- **本文**:
ミャンマー陸路移動は可能なのか?下川裕治「裏国境突破 東南アジア一周大作戦」

投稿日:2015年5月1日 更新日:


アジア旅行記界のゴッドファザー、下川裕治の新作が出た。
今回は、下川先生の大得意分野、貧乏バス旅行による東南アジア一周旅行に挑戦している。
東南アジア好きとしては読まずにはいられない。

下川裕治『「裏国境」突破 東南アジア一周大作戦』
下川裕治裏国境 001

 

さて、わたしがバックパッカーをやっていた90年代から、陸路による東南アジア大周遊旅行は夢の話だった。
というのも、現実問題として、ミャンマーの陸路踏破が不可能だったから。
タチレクなどからは陸路での入国が可能。でも、その先へはあまりすすめない。途中の町までだ。それ以上は、外国人は追い返されてしまう。

2012年にわたしも実際にタチレクを訪れているが、日帰りですごすごとメーサイに戻ってきている。

関連記事:メーサイとタチレク

古い話だが、電波少年での猿岩石の「ユーラシア大陸ヒッチハイク横断」企画で、猿岩石の二人が飛行機に乗ったことが発覚したのも、不可能であるはずのミャンマー陸路通過をしたかのような編集と演出がなされていたからだ。

そんなわけで、旅人たちの間では、ずっと幻とされてきたミャンマー陸路踏破。

が、2013年に、ミャンマーの規則がかわったのか、陸路でも移動できるというニュースが出てきた。

- **データ**:
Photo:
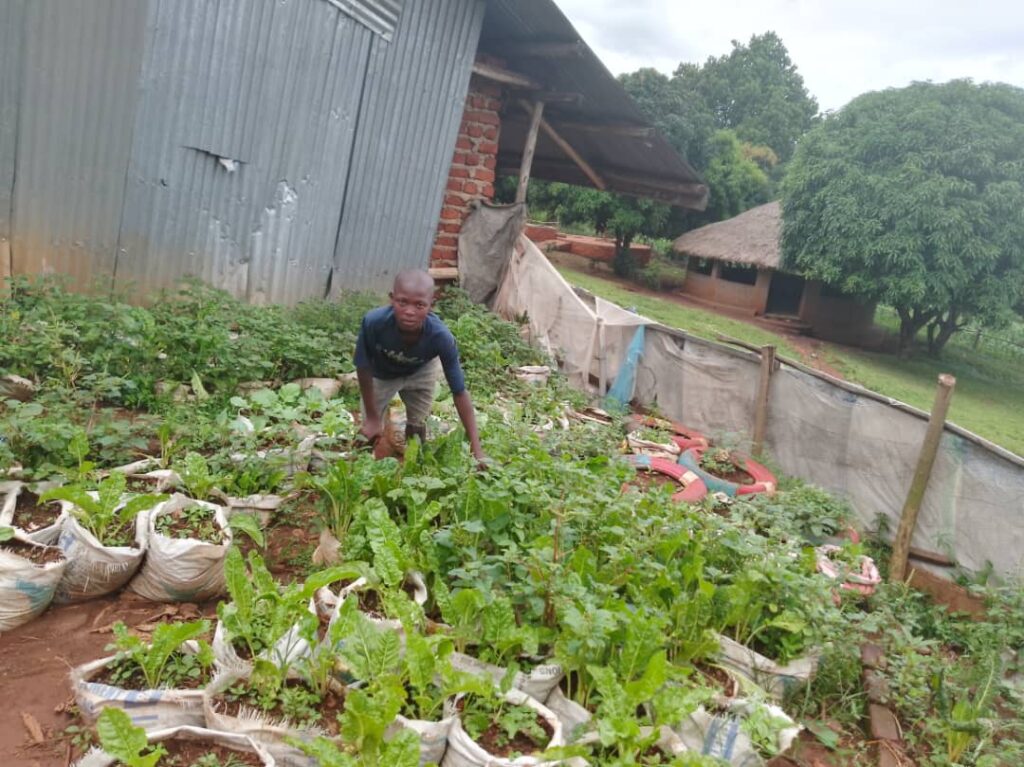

- **指示**:
1. 本文によると、90年代に陸路での東南アジア大周遊旅行が夢の話とされていたのはなぜか。
2. ミャンマーの陸路移動について書かれた本文を、最後の文のあとから書き進めよ。

- **解答**:
1. ミャンマーを陸路で踏破することが不可能だったから。

2.
わたしも耳にしていて、かなり気になっていた。
これが本当なら、タチレクから入って、ヤンゴンまで陸路で行けるのではないか。

それはすなわち、陸路での東南アジア大周遊旅行が可能となることを意味する。

果たして本当なのか?

それを下川先生は本書で試している。
ミャンマー陸路通過による東南アジア一周だ。

それも、単に陸路で東南アジアを一筆書きのように一周するだけでなく、一般的なバックパッカーが利用しないような辺鄙な国境を通過して、周遊旅行しようというものだ。

バンコクを出発して、カンボジア、ベトナム、ラオスへ進んでいく。

その国境の名前はこんな感じ。

チョンチョム
オスマック
チャドック
ディエンビエンフー
ムアンクア
ホンサー
ムアンガン

ほら、よっぽどの国境マニアでもない限り、知らないような地名ばかり。

タイ・カンボジア国境で有名なのはアランヤとポイペトだが、そんなところは通らない。
スリン郊外のチョンチョムから林の中にあるようなカンボジア国境を通過、いや、まさに突破していくのだ。

いやあ、おもしろい。
トラブルがありつつも次々と国境を突破していき、最後の関門へ。
そう、ミャンマー国内移動だ。
メーサイからタチレクに入り、前へ前へ。
が、厳然とそびえるミャンマー軍事政権の壁。
さて、どうなるか?

まあ、結論をばらしてしまうのは何だけど、不可能ではないがまだまだ制限が多いというもの。
詳しくは本書を読んでほしい。

ルートをやりくりすれば、東南アジア一筆書き大周遊陸路旅行はできなくもないということか。
あともうちょっとだ。
ミャンマーの陸路移動が全面的に解禁されて、さらにミャンマーとラオスの国境が開放されれば、もっと自由に移動できるようになる。
これにはミャンマーの政治状況や民族問題が絡んでいるようで、すぐには解決しそうにない。
早く平和になってほしい。

それにして、やっぱりおもしろいね、こういう貧乏体当たり旅行は。
まあ、別に貧乏節約旅行をしているから偉いってことはないし、普通に飛行機に乗ったり団体ツアーで行くのが恥ずかしいことなわけでもない。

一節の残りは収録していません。